START RECORDED INFORMATION

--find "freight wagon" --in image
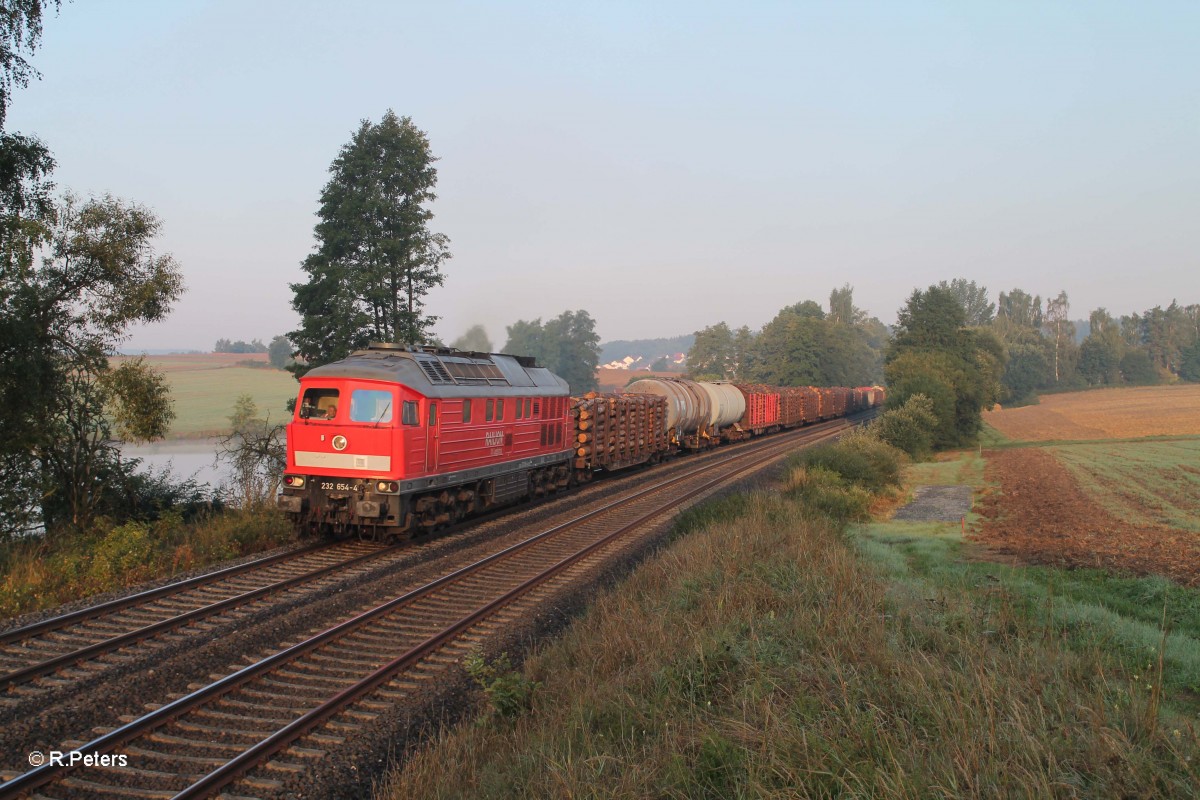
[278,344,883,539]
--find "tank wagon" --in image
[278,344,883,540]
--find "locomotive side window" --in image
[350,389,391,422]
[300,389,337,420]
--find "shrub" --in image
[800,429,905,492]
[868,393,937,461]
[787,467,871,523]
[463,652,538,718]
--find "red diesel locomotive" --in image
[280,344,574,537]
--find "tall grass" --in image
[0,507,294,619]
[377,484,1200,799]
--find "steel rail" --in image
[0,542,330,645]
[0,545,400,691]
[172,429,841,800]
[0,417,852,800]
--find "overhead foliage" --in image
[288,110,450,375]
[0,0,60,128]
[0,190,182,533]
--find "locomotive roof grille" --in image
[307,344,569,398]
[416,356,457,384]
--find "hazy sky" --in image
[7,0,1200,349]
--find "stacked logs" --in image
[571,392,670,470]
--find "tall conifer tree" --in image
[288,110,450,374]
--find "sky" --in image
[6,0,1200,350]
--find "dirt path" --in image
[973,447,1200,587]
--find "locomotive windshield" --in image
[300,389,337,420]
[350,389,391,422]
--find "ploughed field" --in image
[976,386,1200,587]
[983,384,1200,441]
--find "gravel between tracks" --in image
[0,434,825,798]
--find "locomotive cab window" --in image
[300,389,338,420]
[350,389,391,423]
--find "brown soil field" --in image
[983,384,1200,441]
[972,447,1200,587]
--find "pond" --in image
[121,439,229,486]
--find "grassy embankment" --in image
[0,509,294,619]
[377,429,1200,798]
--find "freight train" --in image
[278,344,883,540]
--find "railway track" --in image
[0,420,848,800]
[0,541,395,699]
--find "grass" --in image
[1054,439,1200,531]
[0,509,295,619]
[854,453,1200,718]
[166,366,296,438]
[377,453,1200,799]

END RECORDED INFORMATION
START RECORDED INFORMATION

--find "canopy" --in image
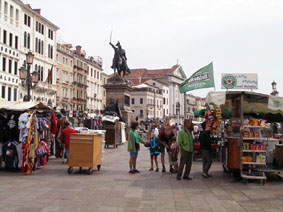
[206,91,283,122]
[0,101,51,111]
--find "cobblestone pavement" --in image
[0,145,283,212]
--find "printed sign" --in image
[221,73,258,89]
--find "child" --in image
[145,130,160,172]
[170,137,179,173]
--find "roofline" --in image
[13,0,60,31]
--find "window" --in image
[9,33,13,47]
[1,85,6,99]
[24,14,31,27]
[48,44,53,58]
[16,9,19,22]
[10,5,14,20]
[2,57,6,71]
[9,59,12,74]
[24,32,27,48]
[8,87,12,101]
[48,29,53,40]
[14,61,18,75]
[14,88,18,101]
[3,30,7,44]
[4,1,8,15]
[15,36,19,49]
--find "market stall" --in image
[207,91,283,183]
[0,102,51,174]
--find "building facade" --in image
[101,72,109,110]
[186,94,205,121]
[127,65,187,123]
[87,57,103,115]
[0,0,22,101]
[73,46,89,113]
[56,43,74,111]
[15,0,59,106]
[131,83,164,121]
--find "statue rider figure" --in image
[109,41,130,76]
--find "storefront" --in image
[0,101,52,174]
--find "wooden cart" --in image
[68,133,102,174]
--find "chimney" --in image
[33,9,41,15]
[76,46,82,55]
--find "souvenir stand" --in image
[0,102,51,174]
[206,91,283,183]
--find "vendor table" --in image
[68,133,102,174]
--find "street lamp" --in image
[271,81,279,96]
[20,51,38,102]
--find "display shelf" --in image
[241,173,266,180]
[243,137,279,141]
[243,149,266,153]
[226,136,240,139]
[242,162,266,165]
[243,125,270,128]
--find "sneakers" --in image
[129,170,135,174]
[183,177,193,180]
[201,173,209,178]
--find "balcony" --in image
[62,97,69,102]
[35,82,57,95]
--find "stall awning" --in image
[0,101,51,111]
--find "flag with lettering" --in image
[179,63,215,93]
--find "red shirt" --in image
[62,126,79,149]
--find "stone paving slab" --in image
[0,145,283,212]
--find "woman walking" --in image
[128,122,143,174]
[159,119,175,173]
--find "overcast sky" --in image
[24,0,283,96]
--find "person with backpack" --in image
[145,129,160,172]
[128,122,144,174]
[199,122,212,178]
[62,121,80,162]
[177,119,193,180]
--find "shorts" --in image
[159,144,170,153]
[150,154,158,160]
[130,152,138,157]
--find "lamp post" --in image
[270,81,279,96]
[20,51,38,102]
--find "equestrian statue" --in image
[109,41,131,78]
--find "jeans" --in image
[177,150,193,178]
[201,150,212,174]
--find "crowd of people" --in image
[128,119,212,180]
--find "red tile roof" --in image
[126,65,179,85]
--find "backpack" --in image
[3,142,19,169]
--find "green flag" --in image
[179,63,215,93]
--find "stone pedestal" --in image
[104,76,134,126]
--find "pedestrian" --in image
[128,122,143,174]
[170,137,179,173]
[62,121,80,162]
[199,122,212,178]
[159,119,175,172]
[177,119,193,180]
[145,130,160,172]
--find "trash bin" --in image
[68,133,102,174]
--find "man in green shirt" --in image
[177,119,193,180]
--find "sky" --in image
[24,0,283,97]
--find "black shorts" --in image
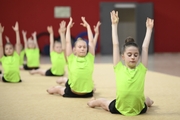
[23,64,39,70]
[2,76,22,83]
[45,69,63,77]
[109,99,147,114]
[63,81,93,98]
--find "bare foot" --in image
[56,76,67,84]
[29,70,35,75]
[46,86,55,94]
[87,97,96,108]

END RECORDED INFORMATION

> [WHAT TO DO] Please report every line in the listing above that contains the word "lamp". Treat uppercase and lowercase as different.

> [RESPONSE TO THIS EXERCISE]
--find "street lamp" --in image
--find "lamp post" --in image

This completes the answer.